● **Records supplied**:
:::::

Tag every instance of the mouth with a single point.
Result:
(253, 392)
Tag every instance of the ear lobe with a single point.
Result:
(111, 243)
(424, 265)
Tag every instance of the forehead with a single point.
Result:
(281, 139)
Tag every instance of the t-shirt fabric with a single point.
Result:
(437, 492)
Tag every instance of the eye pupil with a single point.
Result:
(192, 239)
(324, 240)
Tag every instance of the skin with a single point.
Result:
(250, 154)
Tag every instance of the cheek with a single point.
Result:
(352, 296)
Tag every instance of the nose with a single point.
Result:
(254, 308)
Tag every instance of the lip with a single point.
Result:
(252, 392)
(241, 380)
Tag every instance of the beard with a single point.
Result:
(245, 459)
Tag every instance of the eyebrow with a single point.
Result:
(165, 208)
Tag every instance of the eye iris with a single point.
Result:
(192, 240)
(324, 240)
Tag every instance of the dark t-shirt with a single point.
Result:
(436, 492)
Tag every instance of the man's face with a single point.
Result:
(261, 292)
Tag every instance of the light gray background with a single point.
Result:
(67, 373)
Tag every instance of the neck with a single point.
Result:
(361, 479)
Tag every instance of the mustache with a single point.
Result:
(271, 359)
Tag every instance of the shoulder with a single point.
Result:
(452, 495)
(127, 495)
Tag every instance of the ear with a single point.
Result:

:::::

● **Exercise requirements**:
Exactly as they stand above, write out all the entries again.

● **Solved problem**:
Tag every instance of the mouth with a single point.
Result:
(253, 392)
Tag every instance of the ear lobe with a single point.
Result:
(111, 243)
(424, 265)
Tag every instance of the forehead with a single point.
Result:
(281, 139)
Tag every instance of the t-shirt fabric with a single point.
Result:
(437, 492)
Tag every instance of the eye pupil with a single point.
Result:
(192, 239)
(324, 240)
Tag every instance of the skin with a single point.
Result:
(250, 154)
Tag every instance of the cheek with a single point.
Result:
(352, 296)
Tag every instance of the nose with a single point.
Result:
(254, 308)
Tag every instance of the lip with a single point.
Result:
(252, 392)
(241, 380)
Tag every instance of the beard with a single point.
Result:
(245, 459)
Tag every instance of the eyebrow with a single point.
Result:
(165, 208)
Tag every instance of the eye iris with a single point.
Result:
(192, 240)
(324, 240)
Tag every instance of the dark t-shirt with a single point.
Result:
(436, 492)
Tag every instance of the man's face with a single point.
Result:
(261, 292)
Tag every instance of the light gray background with a single point.
Result:
(67, 373)
Tag every instance of the neck with a single point.
Result:
(361, 479)
Tag every instance of the mustache with a single point.
Result:
(271, 359)
Tag every instance of the shoulder with a single point.
Result:
(452, 495)
(127, 495)
Tag every instance of the ear with a single point.
Result:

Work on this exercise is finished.